Si Tim Burton s’est décidé à réaliser Batman, le défi, c’est grâce au personnage de Catwoman, car il pensait qu’il n’avait pas la place qu’il méritait au sein de l’histoire. Troublant personnage d’ailleurs qu’est celui de Catwoman, l’instinct contre la morale de la société…

Synopsis : Abandonné dans les égouts à la naissance, le surdoué et richissime héritier Oswald Cobblepot alias "Pengouin", enlève le buisness-man Max Schreck, milliardaire et homme phare de Gotham City, bien décidé à faire pression sur ce dernier pour "réaffirmer son appartenance". Selina Kyle, timide secrétaire effacée de Shreck, découvre par hasard la preuve des intentions peu louables de son patron, qui l'assassine sauvagement. Mystérieusement ramenée à la vie par les chats, elle jure d'obtenir vengeance. Gotham City se transforme alors en scène d'une lutte implacable pour obtenir le pouvoir.

[Données]
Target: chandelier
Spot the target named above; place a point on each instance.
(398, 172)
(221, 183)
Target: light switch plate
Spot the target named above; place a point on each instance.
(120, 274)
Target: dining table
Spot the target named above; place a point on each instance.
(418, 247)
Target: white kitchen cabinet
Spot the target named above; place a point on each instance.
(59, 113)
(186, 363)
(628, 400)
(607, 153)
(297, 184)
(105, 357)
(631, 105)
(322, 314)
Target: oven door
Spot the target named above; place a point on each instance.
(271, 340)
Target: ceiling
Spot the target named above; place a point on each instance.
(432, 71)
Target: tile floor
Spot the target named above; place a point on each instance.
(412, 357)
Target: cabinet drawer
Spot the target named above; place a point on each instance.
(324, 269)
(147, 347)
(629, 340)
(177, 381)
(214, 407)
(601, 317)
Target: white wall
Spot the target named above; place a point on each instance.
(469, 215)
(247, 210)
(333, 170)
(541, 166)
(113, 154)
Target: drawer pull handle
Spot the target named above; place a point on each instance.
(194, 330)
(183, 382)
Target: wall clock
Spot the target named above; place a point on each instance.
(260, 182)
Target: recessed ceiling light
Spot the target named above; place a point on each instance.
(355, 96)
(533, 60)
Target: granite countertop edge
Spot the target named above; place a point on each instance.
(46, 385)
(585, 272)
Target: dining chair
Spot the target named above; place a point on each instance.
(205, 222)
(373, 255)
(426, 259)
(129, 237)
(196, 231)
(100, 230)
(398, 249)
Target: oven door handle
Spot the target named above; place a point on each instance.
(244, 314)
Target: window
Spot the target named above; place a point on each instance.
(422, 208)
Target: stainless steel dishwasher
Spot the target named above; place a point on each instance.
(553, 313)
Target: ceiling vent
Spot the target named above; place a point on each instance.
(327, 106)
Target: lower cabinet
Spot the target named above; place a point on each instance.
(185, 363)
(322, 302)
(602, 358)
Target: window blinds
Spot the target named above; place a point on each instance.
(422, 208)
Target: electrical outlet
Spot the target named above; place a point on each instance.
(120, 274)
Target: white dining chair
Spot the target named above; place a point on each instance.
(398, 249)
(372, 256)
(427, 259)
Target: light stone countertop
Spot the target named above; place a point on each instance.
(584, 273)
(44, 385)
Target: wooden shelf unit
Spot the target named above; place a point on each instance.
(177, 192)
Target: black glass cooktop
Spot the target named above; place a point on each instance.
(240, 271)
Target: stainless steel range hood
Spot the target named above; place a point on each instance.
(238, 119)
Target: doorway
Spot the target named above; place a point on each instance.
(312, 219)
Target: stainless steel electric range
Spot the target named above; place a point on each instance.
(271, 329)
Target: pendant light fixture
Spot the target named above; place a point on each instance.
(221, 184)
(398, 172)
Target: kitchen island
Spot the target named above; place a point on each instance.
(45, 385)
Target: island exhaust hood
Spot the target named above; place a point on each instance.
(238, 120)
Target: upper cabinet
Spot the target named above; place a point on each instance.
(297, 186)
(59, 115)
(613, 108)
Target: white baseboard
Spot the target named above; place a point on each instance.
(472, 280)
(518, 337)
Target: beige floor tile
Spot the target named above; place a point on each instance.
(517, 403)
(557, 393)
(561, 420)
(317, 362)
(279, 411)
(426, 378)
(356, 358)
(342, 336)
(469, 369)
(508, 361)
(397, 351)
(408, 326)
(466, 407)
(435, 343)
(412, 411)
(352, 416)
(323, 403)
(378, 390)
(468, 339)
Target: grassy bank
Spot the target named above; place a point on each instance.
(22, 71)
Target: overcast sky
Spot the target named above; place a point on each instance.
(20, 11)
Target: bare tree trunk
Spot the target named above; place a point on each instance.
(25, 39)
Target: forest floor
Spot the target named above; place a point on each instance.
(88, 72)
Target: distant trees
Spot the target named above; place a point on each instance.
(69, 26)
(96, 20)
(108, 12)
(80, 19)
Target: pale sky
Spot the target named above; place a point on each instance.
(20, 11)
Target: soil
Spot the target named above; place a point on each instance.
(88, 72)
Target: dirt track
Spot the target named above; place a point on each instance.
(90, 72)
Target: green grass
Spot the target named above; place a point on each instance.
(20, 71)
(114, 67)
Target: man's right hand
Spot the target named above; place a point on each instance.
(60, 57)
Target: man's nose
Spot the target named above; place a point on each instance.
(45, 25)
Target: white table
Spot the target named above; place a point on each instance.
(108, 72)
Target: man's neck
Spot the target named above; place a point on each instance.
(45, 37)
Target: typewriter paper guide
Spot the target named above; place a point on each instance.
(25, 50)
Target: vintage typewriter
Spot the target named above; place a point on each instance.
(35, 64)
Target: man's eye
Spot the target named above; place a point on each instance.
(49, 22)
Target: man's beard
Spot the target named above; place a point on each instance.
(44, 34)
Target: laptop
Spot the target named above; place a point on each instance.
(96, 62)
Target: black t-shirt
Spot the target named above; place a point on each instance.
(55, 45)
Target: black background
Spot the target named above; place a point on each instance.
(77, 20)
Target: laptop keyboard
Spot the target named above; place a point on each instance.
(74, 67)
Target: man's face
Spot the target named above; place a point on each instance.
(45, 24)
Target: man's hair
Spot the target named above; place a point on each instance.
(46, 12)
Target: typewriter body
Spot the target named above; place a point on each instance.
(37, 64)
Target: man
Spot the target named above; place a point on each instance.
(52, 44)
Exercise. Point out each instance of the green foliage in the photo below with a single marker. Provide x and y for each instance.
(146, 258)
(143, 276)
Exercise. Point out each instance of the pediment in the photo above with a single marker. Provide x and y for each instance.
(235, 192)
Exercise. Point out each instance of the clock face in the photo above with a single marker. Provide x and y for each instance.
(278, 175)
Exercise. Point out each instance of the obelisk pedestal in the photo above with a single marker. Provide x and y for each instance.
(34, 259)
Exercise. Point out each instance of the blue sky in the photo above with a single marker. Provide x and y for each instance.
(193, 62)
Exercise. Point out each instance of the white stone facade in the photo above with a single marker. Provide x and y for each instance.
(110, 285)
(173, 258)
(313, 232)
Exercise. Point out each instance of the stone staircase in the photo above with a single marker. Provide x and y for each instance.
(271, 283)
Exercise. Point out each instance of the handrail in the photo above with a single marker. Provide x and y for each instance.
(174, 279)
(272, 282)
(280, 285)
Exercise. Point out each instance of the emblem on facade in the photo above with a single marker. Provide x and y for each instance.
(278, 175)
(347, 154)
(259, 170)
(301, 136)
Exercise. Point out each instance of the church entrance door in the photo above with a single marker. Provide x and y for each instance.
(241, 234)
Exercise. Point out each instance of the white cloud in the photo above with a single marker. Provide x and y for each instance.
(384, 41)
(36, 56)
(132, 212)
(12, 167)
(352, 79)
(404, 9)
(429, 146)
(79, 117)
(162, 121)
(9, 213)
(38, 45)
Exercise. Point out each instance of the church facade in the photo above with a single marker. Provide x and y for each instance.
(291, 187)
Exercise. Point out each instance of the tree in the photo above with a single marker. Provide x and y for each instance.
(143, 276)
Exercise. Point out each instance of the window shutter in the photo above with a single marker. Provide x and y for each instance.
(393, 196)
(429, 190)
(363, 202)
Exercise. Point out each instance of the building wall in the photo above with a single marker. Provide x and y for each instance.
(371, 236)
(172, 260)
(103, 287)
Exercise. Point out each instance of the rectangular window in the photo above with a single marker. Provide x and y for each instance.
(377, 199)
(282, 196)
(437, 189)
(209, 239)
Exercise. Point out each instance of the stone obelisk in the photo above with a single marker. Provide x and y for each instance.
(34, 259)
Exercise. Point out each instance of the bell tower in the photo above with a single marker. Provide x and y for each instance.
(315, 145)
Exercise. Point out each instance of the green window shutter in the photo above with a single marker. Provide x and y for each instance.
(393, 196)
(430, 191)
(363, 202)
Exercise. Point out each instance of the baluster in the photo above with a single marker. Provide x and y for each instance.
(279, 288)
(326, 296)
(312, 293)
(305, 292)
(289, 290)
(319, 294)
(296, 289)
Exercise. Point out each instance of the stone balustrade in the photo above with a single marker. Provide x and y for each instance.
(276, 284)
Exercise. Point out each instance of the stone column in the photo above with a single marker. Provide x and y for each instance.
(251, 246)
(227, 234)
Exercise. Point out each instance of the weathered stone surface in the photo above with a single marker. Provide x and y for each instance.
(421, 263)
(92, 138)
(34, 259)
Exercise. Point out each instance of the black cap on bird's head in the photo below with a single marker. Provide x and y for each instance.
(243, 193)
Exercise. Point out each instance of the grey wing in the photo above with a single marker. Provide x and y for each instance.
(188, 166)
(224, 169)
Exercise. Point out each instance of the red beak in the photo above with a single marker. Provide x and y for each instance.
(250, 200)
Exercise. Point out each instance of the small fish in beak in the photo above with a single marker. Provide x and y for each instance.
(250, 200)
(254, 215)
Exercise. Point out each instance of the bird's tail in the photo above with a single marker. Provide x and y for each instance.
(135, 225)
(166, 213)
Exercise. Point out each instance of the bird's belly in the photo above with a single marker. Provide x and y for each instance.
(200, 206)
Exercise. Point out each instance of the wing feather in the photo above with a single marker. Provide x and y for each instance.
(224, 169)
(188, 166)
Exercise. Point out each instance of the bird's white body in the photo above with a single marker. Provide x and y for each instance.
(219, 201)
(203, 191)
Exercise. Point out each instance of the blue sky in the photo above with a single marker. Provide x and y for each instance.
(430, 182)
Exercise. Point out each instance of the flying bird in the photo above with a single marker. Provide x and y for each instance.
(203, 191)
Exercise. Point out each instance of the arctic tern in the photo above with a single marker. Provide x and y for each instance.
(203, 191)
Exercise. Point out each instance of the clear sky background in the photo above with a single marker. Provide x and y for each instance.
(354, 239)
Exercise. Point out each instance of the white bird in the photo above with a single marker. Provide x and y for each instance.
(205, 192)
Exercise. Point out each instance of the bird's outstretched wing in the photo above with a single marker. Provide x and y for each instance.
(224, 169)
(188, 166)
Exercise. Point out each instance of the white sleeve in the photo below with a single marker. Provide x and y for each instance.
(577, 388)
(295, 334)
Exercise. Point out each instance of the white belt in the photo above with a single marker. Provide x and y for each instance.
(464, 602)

[Travail à faire]
A: Répondez à ces questions à l'aide du texte sur Batman, le défi :
(i) Quel personnage a décidé Tim Burton à réaliser le film ?
(ii) Où Oswald Cobblepot a-t-il été abandonné à la naissance ?
(iii) Qui ramène Selina Kyle à la vie ?
B: Relevez tous les personnages de l'intrigue nommés dans le synopsis du texte sur Batman, le défi.

[Corrigé]
A:
(i) Catwoman.
(ii) Dans les égouts.
(iii) Les chats.

B:
Oswald Cobblepot, alias « Pengouin »
Max Schreck
Selina Kyle